§ **PASSAGE GIVEN**
The journal of a Kentucky culture vulture
One of the challenges that faced the now-closed Ichthus Festival and vexes other Christian rock presenters these days is a relatively small group of acts that can be legitimately billed as headliners.
There are plenty of bands and solo artists that can ably fill opening and smaller stage slots. But as far as Christian artists that can top a bill and attract audiences in the thousands and even tens of thousands, it’s a fairly small and somewhat stagnant club.
“There just aren’t a lot of headliners in Christian music,” says Mark Vermilion, the last executive director of Ichthus, which announced it was closing earlier this month after 42 continuous years.
“When there are so few headliners, it creates problems for us because they are so saturated with tours like Winter Jam and other festivals. We all have to go to the same well to get headliners.”
Tim Gerst, a Central Kentucky native who has worked in numerous aspects of Christian music, says, “The industry needs to figure something out because it’s hard to attract audiences when you consistently present the same 6 to 8 bands.”

§ **INSTRUCTIONS FOR THE TASK**
Extend the article on the shortage of headliners in Christian music, picking up after its final paragraph.

§ **INFORMATION SUPPLIED**
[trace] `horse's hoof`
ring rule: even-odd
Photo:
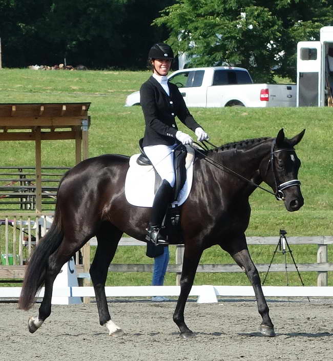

§ **ANSWER TO THE TASK**
Generating excitement about the acts at the top of the bill is harder when that group headlined the previous year or topped the bill at another festival or their own headlining tour that recently passed through the area. The groups have headliner status because they are widely liked, but the novelty can wear off.
This year’s edition of the Winter Jam tour, which stops at Rupp Arena in March, will feature Tobymac, 48, who just headlined at Ichthus. Last year’s Winter Jam presented the same situation with Skillet.
Skillet, with its pyrotechnic spectacle of a show, headlined Friday Night at Ichthus for several years until this year, when the spot was taken by Red, one of the few acts to emerge as a legitimate headliner in the last few years. Red is also coming back on Winter Jam.
In fact, every headlining artist at this year’s Ichthus had headlined the event before, including worship artist Chris Tomlin, who closed the festival for the second straight year.
Vermillion says the shallow pool of headliners for big events has come up at meetings of Christian Festival Association, not just because of the small pool, but it is aging too.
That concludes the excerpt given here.